Text section
Monday, November 14, 2005



Organizers of the ABA conference I attended last week crowed with pride when they announced, shortly before the meeting date, that they had scored Senator Orrin Hatch as keynote speaker for the event.

I’d never seen Hatch in person before, and my impression of the Senator was formed by a series of TV appearances when he was not at his best: it was during the Clarence Thomas confirmation hearings during and after the Anita Hill revelations. Hatch was like a deer in the headlights – stunned, dazed and completely at a loss for the right words to say.

But I guess you don’t get elected five successive terms to the U.S. Senate without being able to work a room, and Hatch – with a law degree and 14 years of law practice behind him – spoke to the room full of lawyers with clarity and intelligence on various legal issues.

He cogently explained the Class Action Fairness Act; offered a surprising and insightful critique of BMW v. Gore, the wrong-headed Supreme Court decision that imposed constitutional due process limits on punitive damage awards, as an example of “judicial activism”; and came across as moderate (albeit Republican and conservative) on tort reform, referring frequently to the fact that he had worked on the plaintiff side (i.e., as a “trial lawyer”) for a few years of his law practice.

And yet, “statesmanlike” is not the word that captures my overall impression of the 71-year-old, five-term Senator. His strategy at charming us was to aim at plain-spoken folksiness, but he missed that target more often then he hit it, ultimately coming across as inappropriate and even a bit vulgar.

He referred to President George H.W. Bush as “Bush-one,” as when explaining that his (Hatch’s) son, “who was in the office of White House counsel under Bush-one, is now a plaintiff’s lawyer in Utah.”

In boasting about his bipartisanship, he tells a story about his willingness to confirm Ruth Bader Ginsburg to her first judicial appointment as appeals court judge on the D.C. Circuit. Ginsburg’s advance person, when scheduling the nominee’s sit-down with Hatch, said that Ginsburg (an extremely well-credentialed feminist lawyer and law professor) “is really scared of you.” Hatch says, “I didn’t understand why anyone would be scared of me” – aw, shucks! – “but Ginsburg did come across as really timid. Remember Ruth Buzzi on Saturday Night Live? Ginsburg was the spitting image of Ruth Buzzi.”

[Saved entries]
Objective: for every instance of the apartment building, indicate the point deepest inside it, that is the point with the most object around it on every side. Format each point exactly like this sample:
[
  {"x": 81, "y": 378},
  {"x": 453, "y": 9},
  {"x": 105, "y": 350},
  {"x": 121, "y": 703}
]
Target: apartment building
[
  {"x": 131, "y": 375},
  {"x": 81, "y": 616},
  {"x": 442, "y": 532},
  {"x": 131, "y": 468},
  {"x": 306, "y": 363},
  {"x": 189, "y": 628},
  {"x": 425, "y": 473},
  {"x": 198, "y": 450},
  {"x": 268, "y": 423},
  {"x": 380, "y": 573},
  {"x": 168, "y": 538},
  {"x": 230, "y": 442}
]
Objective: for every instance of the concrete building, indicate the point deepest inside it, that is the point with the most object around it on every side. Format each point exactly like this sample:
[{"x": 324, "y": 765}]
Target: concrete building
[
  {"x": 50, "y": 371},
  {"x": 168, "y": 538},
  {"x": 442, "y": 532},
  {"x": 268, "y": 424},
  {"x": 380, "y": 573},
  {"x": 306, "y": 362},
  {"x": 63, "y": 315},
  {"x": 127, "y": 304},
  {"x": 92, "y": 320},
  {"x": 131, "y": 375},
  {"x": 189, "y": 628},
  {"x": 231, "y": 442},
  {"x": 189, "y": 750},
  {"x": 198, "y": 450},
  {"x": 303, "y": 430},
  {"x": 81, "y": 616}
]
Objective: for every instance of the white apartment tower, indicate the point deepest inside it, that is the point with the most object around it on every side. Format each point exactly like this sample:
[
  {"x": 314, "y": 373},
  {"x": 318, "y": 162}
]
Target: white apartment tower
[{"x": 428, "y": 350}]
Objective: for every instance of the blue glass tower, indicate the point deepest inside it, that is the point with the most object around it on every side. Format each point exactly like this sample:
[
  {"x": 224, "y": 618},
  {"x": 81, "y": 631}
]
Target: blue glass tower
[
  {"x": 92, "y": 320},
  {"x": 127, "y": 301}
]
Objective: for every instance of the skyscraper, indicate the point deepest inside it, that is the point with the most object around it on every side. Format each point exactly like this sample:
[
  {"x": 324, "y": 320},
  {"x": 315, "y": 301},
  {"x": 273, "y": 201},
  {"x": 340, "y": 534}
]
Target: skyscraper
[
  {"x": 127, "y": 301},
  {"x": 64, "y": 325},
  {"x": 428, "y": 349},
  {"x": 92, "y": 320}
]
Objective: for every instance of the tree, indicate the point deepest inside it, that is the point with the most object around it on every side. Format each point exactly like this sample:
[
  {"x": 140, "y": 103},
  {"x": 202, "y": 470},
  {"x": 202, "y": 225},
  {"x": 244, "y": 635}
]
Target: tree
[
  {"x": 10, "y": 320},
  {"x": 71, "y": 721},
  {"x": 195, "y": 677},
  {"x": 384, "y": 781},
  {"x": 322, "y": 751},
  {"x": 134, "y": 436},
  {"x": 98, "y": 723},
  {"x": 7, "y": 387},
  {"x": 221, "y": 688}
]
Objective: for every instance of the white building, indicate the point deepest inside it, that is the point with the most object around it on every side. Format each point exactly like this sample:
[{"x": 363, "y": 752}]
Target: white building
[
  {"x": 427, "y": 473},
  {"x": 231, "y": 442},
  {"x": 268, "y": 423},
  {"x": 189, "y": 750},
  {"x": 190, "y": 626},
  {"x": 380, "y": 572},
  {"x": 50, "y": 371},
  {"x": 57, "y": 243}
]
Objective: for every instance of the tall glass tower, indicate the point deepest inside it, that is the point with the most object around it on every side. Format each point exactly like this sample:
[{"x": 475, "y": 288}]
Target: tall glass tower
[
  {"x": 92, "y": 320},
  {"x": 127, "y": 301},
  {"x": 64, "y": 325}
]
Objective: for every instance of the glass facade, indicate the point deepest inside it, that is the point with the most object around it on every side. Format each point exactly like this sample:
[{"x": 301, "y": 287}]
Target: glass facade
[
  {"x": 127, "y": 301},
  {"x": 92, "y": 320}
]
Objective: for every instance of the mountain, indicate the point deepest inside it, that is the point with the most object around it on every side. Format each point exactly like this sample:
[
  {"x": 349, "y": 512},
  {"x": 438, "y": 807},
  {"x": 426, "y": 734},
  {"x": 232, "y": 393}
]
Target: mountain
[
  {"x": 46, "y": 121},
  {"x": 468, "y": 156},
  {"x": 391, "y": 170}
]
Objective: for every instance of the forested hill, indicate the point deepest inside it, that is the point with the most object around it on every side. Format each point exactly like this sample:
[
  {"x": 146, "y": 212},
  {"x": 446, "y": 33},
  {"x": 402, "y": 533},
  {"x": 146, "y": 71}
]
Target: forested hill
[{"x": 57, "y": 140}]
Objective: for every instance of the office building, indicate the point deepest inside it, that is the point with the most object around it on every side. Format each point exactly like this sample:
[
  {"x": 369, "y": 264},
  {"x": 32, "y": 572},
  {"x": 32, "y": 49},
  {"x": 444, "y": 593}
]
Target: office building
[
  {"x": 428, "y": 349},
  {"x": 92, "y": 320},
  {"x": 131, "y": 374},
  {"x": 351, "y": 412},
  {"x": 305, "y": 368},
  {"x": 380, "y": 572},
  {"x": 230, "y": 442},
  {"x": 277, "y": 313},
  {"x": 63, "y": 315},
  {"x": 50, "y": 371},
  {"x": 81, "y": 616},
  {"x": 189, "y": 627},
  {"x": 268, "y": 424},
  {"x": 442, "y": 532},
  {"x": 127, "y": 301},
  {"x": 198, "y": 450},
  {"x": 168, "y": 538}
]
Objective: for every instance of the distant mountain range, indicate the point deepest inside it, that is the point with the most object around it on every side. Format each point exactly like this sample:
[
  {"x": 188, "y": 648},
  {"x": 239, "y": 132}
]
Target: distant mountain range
==
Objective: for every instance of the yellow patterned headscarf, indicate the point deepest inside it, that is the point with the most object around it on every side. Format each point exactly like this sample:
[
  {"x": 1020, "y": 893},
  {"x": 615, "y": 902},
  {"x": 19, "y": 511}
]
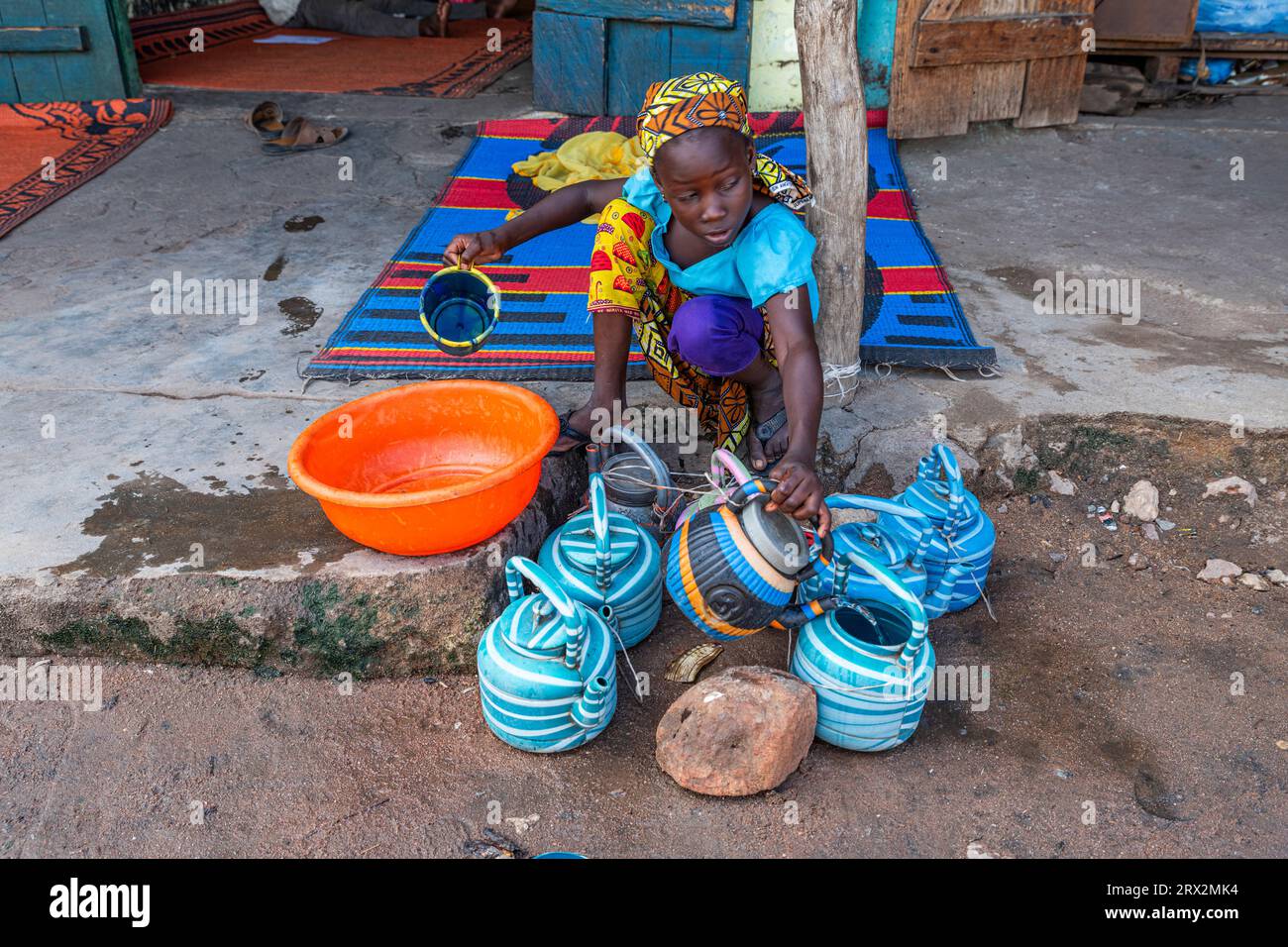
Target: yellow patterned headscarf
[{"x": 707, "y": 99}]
---
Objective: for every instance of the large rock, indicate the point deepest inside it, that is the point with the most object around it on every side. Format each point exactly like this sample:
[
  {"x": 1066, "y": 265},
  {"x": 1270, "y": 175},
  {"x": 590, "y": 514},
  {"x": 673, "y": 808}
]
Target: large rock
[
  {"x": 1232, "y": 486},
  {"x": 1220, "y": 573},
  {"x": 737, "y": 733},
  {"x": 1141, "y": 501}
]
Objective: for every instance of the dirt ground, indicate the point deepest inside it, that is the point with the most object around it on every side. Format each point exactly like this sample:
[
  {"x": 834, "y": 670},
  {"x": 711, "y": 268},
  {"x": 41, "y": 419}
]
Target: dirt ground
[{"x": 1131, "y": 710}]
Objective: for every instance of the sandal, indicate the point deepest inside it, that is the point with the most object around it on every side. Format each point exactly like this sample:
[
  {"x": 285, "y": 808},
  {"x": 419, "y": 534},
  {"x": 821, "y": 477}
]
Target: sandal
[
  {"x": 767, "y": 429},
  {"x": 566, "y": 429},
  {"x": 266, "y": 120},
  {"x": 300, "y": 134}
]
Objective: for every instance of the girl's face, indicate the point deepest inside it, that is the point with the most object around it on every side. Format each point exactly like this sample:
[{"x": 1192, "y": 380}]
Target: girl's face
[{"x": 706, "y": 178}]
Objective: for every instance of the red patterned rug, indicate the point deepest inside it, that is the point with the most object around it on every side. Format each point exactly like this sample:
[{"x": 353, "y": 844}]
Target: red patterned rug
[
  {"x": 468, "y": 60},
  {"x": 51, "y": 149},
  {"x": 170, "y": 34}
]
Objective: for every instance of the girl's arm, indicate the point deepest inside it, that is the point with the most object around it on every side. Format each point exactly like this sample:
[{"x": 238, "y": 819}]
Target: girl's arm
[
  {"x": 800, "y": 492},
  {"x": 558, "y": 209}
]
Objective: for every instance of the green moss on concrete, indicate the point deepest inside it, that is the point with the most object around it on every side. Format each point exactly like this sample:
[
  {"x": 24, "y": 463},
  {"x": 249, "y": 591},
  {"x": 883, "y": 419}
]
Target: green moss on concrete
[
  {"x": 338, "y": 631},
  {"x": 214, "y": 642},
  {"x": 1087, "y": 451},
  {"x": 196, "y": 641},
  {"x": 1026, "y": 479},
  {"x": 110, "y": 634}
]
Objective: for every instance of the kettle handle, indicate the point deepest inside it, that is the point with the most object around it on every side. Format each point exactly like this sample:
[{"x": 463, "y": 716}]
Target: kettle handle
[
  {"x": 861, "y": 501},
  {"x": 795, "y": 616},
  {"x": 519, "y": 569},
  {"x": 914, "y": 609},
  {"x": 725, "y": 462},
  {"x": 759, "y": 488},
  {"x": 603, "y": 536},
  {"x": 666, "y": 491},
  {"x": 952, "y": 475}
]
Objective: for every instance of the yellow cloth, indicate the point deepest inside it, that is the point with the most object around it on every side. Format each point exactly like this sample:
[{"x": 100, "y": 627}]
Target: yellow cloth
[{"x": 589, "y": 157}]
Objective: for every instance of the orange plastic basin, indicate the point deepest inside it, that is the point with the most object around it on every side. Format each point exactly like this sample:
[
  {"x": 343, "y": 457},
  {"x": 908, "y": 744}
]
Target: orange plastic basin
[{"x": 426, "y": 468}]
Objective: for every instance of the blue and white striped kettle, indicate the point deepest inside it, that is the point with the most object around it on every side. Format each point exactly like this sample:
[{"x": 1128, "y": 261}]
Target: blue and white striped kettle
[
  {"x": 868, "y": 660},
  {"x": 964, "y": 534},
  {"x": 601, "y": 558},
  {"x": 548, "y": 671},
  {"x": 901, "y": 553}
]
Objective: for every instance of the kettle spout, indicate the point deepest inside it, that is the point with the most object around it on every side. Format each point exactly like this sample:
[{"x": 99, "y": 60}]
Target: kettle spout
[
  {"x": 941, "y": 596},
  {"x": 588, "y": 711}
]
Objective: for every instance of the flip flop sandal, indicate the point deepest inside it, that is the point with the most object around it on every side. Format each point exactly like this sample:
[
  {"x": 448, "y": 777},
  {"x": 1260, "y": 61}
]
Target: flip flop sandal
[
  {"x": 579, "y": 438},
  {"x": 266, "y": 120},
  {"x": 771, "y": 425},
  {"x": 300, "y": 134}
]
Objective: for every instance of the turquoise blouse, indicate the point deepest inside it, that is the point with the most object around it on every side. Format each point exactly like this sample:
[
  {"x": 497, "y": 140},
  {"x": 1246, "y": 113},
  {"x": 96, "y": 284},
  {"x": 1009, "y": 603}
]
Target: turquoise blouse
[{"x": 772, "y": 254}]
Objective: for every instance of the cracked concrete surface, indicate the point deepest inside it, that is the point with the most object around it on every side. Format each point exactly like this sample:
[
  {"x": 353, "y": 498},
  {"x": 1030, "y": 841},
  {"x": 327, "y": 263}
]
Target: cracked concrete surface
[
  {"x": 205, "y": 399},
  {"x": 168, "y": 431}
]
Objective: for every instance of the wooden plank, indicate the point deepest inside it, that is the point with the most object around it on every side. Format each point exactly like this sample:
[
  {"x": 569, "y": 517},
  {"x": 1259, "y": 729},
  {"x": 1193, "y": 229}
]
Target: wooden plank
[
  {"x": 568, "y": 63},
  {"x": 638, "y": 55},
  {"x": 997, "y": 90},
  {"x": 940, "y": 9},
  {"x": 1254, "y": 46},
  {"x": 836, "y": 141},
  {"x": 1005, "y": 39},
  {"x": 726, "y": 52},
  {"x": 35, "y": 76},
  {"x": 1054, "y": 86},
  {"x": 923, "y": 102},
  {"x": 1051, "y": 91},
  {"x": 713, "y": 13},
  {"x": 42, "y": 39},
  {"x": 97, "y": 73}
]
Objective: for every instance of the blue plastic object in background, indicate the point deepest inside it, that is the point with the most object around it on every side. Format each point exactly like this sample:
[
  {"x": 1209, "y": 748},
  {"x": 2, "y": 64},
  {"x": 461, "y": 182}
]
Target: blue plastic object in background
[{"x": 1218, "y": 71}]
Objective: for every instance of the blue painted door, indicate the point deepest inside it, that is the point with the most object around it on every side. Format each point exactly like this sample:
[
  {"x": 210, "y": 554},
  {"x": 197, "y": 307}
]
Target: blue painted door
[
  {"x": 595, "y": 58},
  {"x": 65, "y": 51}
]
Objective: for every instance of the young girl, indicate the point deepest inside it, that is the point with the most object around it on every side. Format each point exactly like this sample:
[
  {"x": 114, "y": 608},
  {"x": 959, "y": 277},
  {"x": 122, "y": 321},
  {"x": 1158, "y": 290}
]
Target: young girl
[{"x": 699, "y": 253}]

Instruction 1
Please decide whether each of the following statements agrees with the Orrin Hatch text, answering yes or no and quoting the deciding words of the text. (a) Hatch has been elected to five successive terms in the U.S. Senate. (b) Hatch had 20 years of law practice behind him. (c) Hatch's son is now a plaintiff's lawyer in Utah.
Instruction 2
Filter the rows, keeping every line that contains the string "patterned".

Final result 1
(a) Yes: "you don’t get elected five successive terms to the U.S. Senate"
(b) No: "with a law degree and 14 years of law practice behind him"
(c) Yes: "is now a plaintiff’s lawyer in Utah."

Final result 2
Objective: for every instance of the yellow patterned headscarf, indicate the point deepest inside it, that is the point with the most object around it on every side. Format each point exactly like this sample:
Target: yellow patterned headscarf
Objective: for every instance of the red patterned rug, indicate the point deepest inside it, that is the point with the most object around it on every side. Format each point exactly like this sample:
Target: red patterned rug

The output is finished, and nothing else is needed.